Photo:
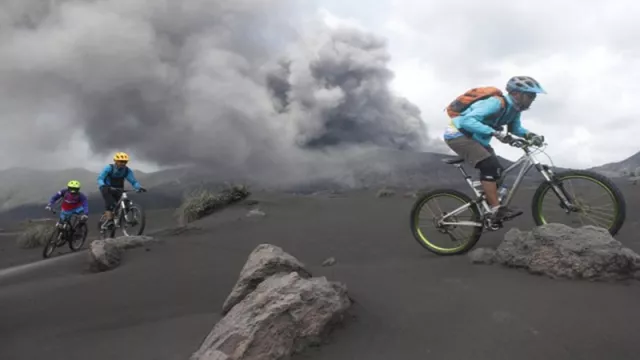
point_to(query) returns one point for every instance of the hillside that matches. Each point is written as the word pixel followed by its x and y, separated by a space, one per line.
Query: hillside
pixel 622 168
pixel 23 191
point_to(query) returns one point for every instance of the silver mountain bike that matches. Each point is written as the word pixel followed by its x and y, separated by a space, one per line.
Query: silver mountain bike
pixel 556 192
pixel 126 216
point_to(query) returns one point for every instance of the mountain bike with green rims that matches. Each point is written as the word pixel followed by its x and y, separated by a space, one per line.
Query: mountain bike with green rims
pixel 556 192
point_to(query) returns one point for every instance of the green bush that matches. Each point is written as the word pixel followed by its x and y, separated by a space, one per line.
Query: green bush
pixel 35 235
pixel 202 202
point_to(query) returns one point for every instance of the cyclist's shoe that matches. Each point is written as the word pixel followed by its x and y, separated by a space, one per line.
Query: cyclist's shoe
pixel 107 224
pixel 504 213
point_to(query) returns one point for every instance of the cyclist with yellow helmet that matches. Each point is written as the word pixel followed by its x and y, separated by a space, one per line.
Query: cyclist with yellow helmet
pixel 73 202
pixel 111 183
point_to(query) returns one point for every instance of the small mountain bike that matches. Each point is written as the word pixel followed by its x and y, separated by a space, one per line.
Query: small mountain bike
pixel 556 192
pixel 126 216
pixel 72 231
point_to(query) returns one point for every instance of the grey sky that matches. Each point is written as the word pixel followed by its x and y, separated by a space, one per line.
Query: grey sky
pixel 173 85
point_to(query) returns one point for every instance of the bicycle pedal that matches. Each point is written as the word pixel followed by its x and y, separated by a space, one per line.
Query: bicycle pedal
pixel 515 215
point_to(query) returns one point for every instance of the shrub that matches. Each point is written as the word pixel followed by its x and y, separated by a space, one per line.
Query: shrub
pixel 202 202
pixel 35 235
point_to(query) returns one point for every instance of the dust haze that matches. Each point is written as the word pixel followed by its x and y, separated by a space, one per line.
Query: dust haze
pixel 254 87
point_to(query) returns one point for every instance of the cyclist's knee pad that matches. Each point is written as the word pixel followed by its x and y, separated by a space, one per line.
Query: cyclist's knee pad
pixel 490 169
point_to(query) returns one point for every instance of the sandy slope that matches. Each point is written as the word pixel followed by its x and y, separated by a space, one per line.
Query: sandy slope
pixel 411 305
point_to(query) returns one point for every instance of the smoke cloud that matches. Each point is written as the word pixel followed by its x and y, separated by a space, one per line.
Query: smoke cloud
pixel 243 86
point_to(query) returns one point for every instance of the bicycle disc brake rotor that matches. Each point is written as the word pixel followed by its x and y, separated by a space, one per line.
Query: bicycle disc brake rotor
pixel 444 229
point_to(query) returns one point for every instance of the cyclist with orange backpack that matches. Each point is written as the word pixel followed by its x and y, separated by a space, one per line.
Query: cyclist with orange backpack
pixel 480 114
pixel 111 183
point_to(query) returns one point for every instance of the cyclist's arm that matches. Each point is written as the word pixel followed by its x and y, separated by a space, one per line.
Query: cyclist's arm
pixel 472 119
pixel 56 197
pixel 516 127
pixel 103 174
pixel 85 203
pixel 132 179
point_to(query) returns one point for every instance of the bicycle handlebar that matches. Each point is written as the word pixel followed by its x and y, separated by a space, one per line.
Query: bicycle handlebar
pixel 124 190
pixel 522 143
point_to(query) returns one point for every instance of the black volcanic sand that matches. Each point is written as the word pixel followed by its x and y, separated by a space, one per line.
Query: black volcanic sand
pixel 160 304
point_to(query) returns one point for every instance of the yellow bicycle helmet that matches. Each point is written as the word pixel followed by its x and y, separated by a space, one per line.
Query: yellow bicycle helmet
pixel 73 186
pixel 120 156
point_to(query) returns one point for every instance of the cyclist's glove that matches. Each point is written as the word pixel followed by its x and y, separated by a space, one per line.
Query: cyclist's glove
pixel 535 139
pixel 503 138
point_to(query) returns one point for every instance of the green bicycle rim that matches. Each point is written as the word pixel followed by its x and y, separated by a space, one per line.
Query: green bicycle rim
pixel 424 239
pixel 597 182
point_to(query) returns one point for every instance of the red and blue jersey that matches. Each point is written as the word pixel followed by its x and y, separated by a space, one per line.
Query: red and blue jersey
pixel 71 201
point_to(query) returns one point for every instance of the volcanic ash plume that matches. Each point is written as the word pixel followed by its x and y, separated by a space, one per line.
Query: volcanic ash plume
pixel 226 84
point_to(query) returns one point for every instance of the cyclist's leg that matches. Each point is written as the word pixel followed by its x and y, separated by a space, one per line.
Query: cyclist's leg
pixel 108 203
pixel 64 215
pixel 481 158
pixel 78 212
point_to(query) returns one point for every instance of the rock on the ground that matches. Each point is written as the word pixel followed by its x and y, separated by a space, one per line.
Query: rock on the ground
pixel 107 254
pixel 329 261
pixel 482 256
pixel 560 251
pixel 255 212
pixel 284 314
pixel 104 255
pixel 265 260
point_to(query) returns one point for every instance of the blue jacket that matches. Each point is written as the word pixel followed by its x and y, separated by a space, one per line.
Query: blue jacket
pixel 104 179
pixel 71 201
pixel 475 120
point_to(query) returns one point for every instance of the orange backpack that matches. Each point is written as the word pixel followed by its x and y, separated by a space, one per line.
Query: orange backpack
pixel 462 102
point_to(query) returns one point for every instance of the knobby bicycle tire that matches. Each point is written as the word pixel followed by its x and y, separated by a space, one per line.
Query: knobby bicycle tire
pixel 424 242
pixel 601 180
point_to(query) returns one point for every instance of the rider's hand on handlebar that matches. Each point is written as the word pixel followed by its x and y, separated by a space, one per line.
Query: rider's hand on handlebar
pixel 503 138
pixel 535 139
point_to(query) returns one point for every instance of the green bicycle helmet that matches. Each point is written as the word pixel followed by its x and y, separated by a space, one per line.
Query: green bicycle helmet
pixel 73 186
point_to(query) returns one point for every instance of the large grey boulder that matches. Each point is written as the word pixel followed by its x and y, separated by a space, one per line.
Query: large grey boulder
pixel 265 260
pixel 278 310
pixel 560 251
pixel 107 254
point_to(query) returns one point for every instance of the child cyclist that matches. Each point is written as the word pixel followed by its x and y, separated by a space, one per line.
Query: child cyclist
pixel 73 202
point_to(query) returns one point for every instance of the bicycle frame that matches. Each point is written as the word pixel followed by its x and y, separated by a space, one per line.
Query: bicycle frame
pixel 525 162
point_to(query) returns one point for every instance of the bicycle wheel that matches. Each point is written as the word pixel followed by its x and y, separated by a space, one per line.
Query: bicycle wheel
pixel 136 217
pixel 79 236
pixel 50 246
pixel 452 246
pixel 590 185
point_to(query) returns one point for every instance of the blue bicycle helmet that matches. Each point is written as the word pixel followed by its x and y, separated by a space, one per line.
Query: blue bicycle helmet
pixel 525 84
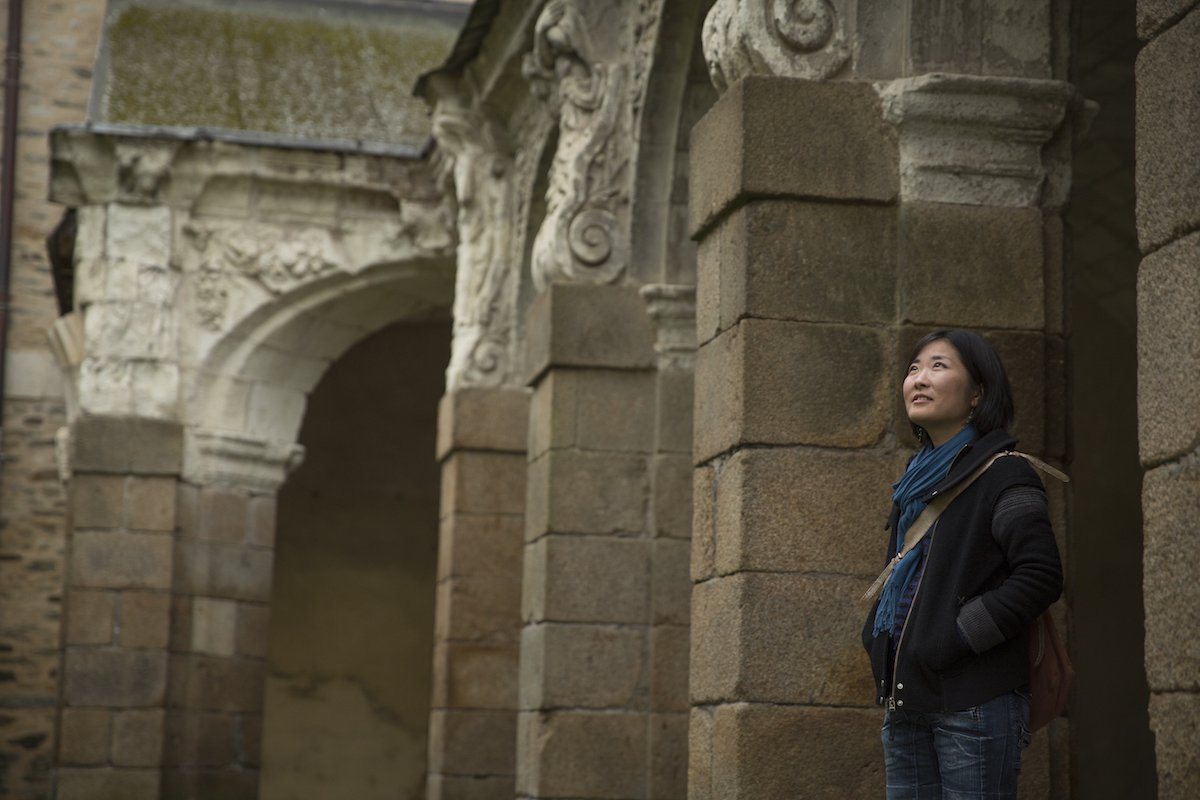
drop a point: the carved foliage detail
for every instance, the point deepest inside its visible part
(798, 38)
(275, 258)
(582, 236)
(484, 306)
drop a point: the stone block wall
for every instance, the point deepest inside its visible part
(473, 721)
(1168, 170)
(605, 597)
(820, 265)
(58, 47)
(118, 608)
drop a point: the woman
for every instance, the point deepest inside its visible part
(946, 637)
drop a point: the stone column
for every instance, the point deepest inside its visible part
(838, 222)
(587, 716)
(481, 445)
(220, 613)
(1168, 131)
(117, 607)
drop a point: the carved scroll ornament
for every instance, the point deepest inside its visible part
(582, 236)
(797, 38)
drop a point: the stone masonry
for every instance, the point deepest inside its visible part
(1169, 379)
(838, 222)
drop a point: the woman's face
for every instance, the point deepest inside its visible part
(939, 394)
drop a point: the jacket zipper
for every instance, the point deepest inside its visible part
(904, 629)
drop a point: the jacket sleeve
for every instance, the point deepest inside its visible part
(1021, 529)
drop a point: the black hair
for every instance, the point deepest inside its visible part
(995, 409)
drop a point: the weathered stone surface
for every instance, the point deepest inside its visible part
(672, 495)
(137, 738)
(480, 545)
(581, 492)
(587, 579)
(582, 755)
(89, 617)
(1175, 720)
(581, 666)
(993, 38)
(778, 137)
(669, 671)
(137, 445)
(808, 262)
(150, 504)
(469, 675)
(107, 785)
(767, 382)
(144, 620)
(841, 755)
(214, 626)
(972, 266)
(251, 632)
(1169, 350)
(231, 571)
(675, 408)
(669, 756)
(576, 325)
(222, 515)
(84, 737)
(593, 409)
(120, 560)
(471, 787)
(216, 684)
(1171, 595)
(484, 482)
(1153, 16)
(473, 743)
(195, 739)
(97, 500)
(483, 419)
(672, 585)
(804, 510)
(703, 525)
(478, 608)
(779, 638)
(113, 677)
(1168, 173)
(211, 783)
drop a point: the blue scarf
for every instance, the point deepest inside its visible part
(925, 470)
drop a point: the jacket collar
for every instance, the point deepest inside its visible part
(971, 458)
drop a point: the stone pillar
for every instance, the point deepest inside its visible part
(473, 721)
(117, 608)
(672, 308)
(220, 611)
(587, 720)
(838, 222)
(1168, 131)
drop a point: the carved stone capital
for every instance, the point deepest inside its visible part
(480, 175)
(672, 308)
(792, 38)
(583, 236)
(223, 457)
(977, 140)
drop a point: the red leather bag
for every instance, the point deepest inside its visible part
(1050, 672)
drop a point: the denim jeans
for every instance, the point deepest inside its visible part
(972, 755)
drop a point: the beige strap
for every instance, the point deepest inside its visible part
(927, 518)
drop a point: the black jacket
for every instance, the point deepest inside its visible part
(977, 578)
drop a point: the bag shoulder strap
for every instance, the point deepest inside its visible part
(922, 524)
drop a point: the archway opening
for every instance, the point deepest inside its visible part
(348, 683)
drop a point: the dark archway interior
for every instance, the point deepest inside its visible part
(352, 607)
(1111, 745)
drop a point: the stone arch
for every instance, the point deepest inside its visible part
(250, 386)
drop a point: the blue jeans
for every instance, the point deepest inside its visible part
(972, 755)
+-------+
### WHAT IS BEING ASKED
Transcribe exactly each line of the records from the start up to and including the one with "of the mountain", and leave out every picture.

### SOLUTION FOR THIS PROBLEM
Photo:
point_to(query) returns one point for every instance of the hillside that matches. Each point is written as the word pixel followed by its x and y, separated by a space, one per line.
Query: hillside
pixel 622 168
pixel 23 191
point_to(query) returns one point for every instance of the silver mountain bike that matches. Each point is written as the word pixel followed by its x and y, separated by a space, one per line.
Query: silver mountain bike
pixel 556 192
pixel 126 216
point_to(query) returns one point for every instance of the mountain bike with green rims that matches. Each point is written as the word pixel followed by its x and y, separated by a space, one per line.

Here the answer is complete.